### Document text

Grozny (Russian: Гро́зный GROHZ-nyh) is the capital city of the Russian republic of Chechnya. Grozny has undergone a massive rebuilding and development program since the end of the Second Chechen War in 2002. Many of the shelled and abandoned apartment blocs and houses have been demolished and replaced with newer re-built buildings and suburbs.

Grozny was originally a Russian fortress/garrison town, whose name in English is roughly translated as "formidable".

The city was nearly completely destroyed as a result of the Chechen separatist wars of the 1990s and early 2000s. The United Nations declared Grozny 'the most destroyed city on Earth' in 2002.

After coming under federal control in the early 2000s, Grozny has been completely rebuilt.


Grozny, 1995
Grozny, 2016

Grozny was originally founded in 1818 as a Russian fort. It was a major stronghold for the Russians during the Caucasian Wars of 1818-1864. During the early 20th century, the population boomed as the city's rich oil reserves brought numerous Russian settlers from other parts of the country to work in the city.

During World War II, Josef Stalin accused the Chechens of collaborating with Nazi Germany. Stalin subsequently deported the entire Chechen population in 1944 to northern Kazakhstan, killing nearly a third of the population in the process. The Chechens were allowed to return to Chechnya after Stalin's death in 1953.

Following the liberalizing policies of Mikhail Gorbachev's 'perestroika', dissident separatists within Chechnya began calling for independence. With the collapse of the Soviet Union in 1991, Chechnya declared independence from the newly formed Russian Federation in November of that year. Led by former Soviet Air Force General Dzhokhar Dudayev, Chechnya acted as a de-facto independent state from 1991-1994.

Moscow attempted to regain federal authority over the republic and remove Dudayev from power with a massive ill-fated assault on Grozny on December 31, 1994.

Heavy fighting over the next two years reduced Grozny to rubble as most of the population were either killed or forced to flee the city.

A ceasefire signed in 1996 effectively ended the fighting and resulted in Moscow withdrawing its forces from the republic.

### Dataset content
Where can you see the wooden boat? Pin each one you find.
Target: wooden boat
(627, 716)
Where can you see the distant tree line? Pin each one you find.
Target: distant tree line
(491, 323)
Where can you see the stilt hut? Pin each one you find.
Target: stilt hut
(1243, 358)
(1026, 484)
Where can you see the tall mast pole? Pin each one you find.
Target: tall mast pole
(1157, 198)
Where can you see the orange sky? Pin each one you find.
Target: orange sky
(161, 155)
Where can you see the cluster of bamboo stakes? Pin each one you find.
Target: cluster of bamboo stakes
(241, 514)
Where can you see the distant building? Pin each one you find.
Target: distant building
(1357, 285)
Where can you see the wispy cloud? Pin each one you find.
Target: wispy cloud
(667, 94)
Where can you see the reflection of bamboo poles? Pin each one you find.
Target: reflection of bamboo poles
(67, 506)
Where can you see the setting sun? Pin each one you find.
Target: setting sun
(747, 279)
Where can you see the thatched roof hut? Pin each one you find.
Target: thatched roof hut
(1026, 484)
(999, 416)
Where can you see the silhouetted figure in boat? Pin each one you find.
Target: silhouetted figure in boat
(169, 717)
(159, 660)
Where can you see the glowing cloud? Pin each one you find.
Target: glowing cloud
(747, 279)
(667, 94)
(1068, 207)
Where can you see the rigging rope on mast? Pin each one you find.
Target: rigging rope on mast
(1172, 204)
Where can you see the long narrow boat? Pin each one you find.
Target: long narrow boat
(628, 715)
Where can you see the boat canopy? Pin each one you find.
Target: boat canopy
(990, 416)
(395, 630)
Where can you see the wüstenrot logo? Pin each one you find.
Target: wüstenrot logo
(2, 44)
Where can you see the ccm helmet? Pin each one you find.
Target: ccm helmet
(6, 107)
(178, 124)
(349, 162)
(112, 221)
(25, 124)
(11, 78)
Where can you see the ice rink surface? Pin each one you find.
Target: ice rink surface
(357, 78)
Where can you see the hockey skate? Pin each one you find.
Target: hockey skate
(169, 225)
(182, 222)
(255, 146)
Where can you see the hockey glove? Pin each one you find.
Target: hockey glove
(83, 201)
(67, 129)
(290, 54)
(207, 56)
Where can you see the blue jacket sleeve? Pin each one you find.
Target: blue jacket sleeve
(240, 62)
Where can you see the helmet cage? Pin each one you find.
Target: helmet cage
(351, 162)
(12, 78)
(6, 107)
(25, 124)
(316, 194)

### Directions
**A)** Name every person the Grozny text mentions by name.
**B)** Write out everything in the Grozny text from "Following the liberalizing" down to "state from 1991-1994.".

### Outputs
**A)** Josef Stalin, Mikhail Gorbachev, Dzhokhar Dudayev

**B)**
Following the liberalizing policies of Mikhail Gorbachev's 'perestroika', dissident separatists within Chechnya began calling for independence. With the collapse of the Soviet Union in 1991, Chechnya declared independence from the newly formed Russian Federation in November of that year. Led by former Soviet Air Force General Dzhokhar Dudayev, Chechnya acted as a de-facto independent state from 1991-1994.